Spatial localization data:

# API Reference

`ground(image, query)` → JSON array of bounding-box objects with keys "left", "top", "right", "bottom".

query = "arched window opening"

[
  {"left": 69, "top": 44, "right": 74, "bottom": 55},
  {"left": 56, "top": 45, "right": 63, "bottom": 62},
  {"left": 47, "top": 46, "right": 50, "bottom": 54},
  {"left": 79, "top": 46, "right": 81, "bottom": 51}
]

What you have to do:
Each line from the one containing "JSON array of" to the last line above must be returned exactly, and no line outside that range.

Output:
`ground(image, query)` → JSON array of bounding-box objects with keys "left", "top", "right", "bottom".

query = "arched window opening"

[
  {"left": 69, "top": 44, "right": 74, "bottom": 55},
  {"left": 56, "top": 45, "right": 63, "bottom": 62},
  {"left": 47, "top": 46, "right": 50, "bottom": 54},
  {"left": 79, "top": 46, "right": 81, "bottom": 51}
]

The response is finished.